**Work instructions:** Print out the records precisely, keeping each line identical to its source.

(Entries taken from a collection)
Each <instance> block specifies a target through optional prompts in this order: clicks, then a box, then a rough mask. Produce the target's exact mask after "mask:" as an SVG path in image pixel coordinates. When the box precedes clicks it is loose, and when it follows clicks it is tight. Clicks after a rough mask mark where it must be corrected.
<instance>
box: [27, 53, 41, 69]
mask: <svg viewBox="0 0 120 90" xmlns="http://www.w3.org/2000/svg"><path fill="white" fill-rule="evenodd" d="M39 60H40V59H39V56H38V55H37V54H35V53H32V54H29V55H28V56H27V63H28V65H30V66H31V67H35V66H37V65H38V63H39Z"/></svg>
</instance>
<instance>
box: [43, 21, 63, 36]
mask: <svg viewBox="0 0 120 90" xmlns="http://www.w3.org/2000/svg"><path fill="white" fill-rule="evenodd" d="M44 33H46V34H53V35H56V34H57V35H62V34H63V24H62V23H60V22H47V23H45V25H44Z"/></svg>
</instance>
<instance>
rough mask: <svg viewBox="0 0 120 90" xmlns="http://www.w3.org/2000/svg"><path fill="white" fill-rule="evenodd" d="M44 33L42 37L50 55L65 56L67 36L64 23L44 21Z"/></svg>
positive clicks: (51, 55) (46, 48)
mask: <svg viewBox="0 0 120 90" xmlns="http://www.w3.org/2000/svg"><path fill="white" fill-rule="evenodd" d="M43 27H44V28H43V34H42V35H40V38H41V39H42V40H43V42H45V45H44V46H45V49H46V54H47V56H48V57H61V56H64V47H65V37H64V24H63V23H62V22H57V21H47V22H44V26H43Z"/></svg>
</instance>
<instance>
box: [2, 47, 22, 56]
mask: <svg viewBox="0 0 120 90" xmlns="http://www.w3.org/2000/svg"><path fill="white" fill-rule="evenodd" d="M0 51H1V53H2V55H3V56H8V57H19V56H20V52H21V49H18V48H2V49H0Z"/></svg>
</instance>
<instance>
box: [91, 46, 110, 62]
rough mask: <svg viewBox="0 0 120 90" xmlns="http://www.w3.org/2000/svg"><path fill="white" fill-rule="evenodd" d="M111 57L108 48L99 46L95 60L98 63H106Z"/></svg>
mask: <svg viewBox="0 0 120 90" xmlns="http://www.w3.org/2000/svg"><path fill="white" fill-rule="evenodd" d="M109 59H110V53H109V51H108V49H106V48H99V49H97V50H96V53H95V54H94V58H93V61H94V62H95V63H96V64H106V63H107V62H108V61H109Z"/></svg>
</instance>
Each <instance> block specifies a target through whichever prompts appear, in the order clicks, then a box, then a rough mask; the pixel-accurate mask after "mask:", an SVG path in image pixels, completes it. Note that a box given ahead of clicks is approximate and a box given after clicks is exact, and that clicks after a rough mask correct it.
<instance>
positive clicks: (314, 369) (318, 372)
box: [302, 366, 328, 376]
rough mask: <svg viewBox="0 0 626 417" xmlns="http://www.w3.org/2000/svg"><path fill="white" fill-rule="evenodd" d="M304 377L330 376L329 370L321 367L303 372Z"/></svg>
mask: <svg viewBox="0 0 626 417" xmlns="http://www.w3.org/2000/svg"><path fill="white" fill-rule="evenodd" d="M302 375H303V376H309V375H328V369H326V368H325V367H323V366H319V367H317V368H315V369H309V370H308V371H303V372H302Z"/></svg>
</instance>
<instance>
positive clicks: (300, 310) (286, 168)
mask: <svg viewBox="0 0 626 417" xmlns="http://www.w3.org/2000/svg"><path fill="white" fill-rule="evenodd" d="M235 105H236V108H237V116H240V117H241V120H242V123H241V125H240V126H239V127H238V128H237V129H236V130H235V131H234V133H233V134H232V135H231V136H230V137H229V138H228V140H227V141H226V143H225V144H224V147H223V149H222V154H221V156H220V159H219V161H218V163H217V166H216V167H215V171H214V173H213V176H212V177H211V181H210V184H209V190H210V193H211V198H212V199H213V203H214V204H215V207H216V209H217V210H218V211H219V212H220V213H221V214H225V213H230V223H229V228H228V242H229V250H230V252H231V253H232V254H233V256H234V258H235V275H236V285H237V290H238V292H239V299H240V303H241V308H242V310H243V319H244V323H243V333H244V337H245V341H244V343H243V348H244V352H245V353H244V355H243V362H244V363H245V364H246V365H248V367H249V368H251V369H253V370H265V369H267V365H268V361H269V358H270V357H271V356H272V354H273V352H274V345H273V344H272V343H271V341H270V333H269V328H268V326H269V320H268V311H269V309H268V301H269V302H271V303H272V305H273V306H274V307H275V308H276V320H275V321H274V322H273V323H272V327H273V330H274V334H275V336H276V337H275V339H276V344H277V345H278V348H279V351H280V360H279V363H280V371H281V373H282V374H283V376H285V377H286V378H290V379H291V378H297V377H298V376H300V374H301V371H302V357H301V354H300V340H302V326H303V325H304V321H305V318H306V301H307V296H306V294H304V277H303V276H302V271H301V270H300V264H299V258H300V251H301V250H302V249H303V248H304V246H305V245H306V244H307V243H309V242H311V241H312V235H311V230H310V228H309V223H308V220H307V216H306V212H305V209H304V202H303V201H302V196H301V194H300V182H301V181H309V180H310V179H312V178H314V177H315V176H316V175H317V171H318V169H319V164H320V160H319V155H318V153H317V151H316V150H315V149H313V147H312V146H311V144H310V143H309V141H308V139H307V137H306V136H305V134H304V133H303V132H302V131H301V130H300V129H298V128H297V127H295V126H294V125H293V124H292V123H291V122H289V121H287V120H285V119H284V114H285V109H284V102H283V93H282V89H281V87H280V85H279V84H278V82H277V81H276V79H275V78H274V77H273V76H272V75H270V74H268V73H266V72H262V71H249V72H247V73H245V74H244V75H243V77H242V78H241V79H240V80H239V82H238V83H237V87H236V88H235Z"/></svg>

**Your response:**
Each <instance> block specifies a target through optional prompts in this order: clicks, then a box, then a rough mask. Produce the target's exact mask after "mask:" as an SVG path in image pixel coordinates. When the box precedes clicks it is loose, and when it follows clicks it is tight. Clicks after a rough mask mark where it must be corrected.
<instance>
box: [27, 53, 41, 69]
mask: <svg viewBox="0 0 120 90" xmlns="http://www.w3.org/2000/svg"><path fill="white" fill-rule="evenodd" d="M39 60H40V59H39V56H38V55H37V54H35V53H32V54H29V55H28V56H27V63H28V65H30V66H31V67H35V66H37V65H38V63H39Z"/></svg>
</instance>
<instance>
box: [43, 21, 63, 36]
mask: <svg viewBox="0 0 120 90" xmlns="http://www.w3.org/2000/svg"><path fill="white" fill-rule="evenodd" d="M44 33H46V34H53V35H56V34H57V35H62V34H63V24H62V23H60V22H47V23H45V25H44Z"/></svg>
</instance>
<instance>
rough mask: <svg viewBox="0 0 120 90" xmlns="http://www.w3.org/2000/svg"><path fill="white" fill-rule="evenodd" d="M44 33L42 37L50 55L65 56L67 36L64 23L44 21Z"/></svg>
positive clicks: (51, 55) (46, 48)
mask: <svg viewBox="0 0 120 90" xmlns="http://www.w3.org/2000/svg"><path fill="white" fill-rule="evenodd" d="M43 27H44V28H43V34H42V35H40V38H41V39H42V40H43V42H45V45H44V46H45V49H46V54H47V56H48V57H61V56H64V47H65V37H64V24H63V23H62V22H57V21H47V22H44V26H43Z"/></svg>
</instance>
<instance>
box: [2, 47, 22, 56]
mask: <svg viewBox="0 0 120 90" xmlns="http://www.w3.org/2000/svg"><path fill="white" fill-rule="evenodd" d="M0 51H1V53H2V55H3V56H8V57H19V56H20V52H21V49H18V48H2V49H0Z"/></svg>
</instance>
<instance>
box: [91, 46, 110, 62]
rough mask: <svg viewBox="0 0 120 90" xmlns="http://www.w3.org/2000/svg"><path fill="white" fill-rule="evenodd" d="M111 57L108 48L99 46L95 60L98 63H106Z"/></svg>
mask: <svg viewBox="0 0 120 90" xmlns="http://www.w3.org/2000/svg"><path fill="white" fill-rule="evenodd" d="M109 59H110V53H109V51H108V49H106V48H99V49H97V50H96V53H95V54H94V58H93V61H94V62H95V63H96V64H106V63H107V62H108V61H109Z"/></svg>
</instance>
Each <instance> block specifies a target through whichever prompts appear, in the order clicks, then a box, then a rough mask; the pixel-accurate mask after "mask:", an SVG path in image pixels, completes it. Note that a box given ahead of clicks is approximate and a box given after clicks is exact, and that clicks after a rough mask correct it.
<instance>
positive clicks: (314, 369) (318, 372)
box: [302, 366, 328, 376]
rough mask: <svg viewBox="0 0 626 417" xmlns="http://www.w3.org/2000/svg"><path fill="white" fill-rule="evenodd" d="M304 377L330 376L329 370L321 367L303 372Z"/></svg>
mask: <svg viewBox="0 0 626 417" xmlns="http://www.w3.org/2000/svg"><path fill="white" fill-rule="evenodd" d="M302 375H303V376H309V375H328V369H326V368H325V367H323V366H319V367H317V368H315V369H309V370H308V371H303V372H302Z"/></svg>
</instance>
<instance>
positive clicks: (300, 310) (286, 168)
mask: <svg viewBox="0 0 626 417" xmlns="http://www.w3.org/2000/svg"><path fill="white" fill-rule="evenodd" d="M235 105H236V108H237V116H240V117H241V120H242V123H241V125H240V126H239V127H238V128H237V129H236V130H235V131H234V133H233V134H232V135H231V136H230V137H229V138H228V140H227V141H226V143H225V144H224V147H223V149H222V154H221V156H220V159H219V161H218V163H217V166H216V167H215V171H214V173H213V176H212V177H211V181H210V184H209V190H210V193H211V198H212V199H213V203H214V204H215V207H216V209H217V210H218V211H219V212H220V213H221V214H225V213H230V223H229V228H228V242H229V250H230V252H231V253H232V254H233V256H234V258H235V275H236V285H237V290H238V292H239V299H240V303H241V308H242V310H243V319H244V323H243V333H244V337H245V341H244V343H243V348H244V352H245V353H244V355H243V362H244V363H245V364H246V365H248V367H249V368H251V369H253V370H265V369H267V365H268V361H269V358H270V357H271V356H272V354H273V352H274V345H273V344H272V343H271V341H270V333H269V328H268V326H269V320H268V311H269V309H268V301H269V302H271V303H272V305H273V306H274V307H275V308H276V320H275V321H274V322H273V323H272V327H273V330H274V334H275V336H276V337H275V339H276V344H277V345H278V348H279V351H280V360H279V363H280V371H281V373H282V374H283V376H285V377H286V378H290V379H291V378H297V377H298V376H300V374H301V371H302V357H301V354H300V340H302V326H303V325H304V321H305V318H306V301H307V296H306V294H304V277H303V276H302V271H301V270H300V264H299V258H300V251H301V250H302V249H303V248H304V246H305V245H306V244H307V243H309V242H311V241H312V235H311V230H310V228H309V223H308V220H307V216H306V212H305V209H304V202H303V201H302V196H301V194H300V182H301V181H309V180H310V179H312V178H314V177H315V176H316V175H317V171H318V169H319V164H320V160H319V155H318V153H317V151H316V150H315V149H313V147H312V146H311V144H310V143H309V141H308V139H307V137H306V136H305V134H304V133H303V132H302V131H301V130H300V129H298V128H297V127H295V126H294V125H293V124H292V123H291V122H289V121H287V120H285V119H284V114H285V109H284V102H283V93H282V89H281V87H280V85H279V84H278V82H277V81H276V79H275V78H274V77H273V76H272V75H270V74H268V73H266V72H262V71H249V72H247V73H245V74H244V75H243V77H242V78H241V79H240V80H239V82H238V83H237V87H236V88H235Z"/></svg>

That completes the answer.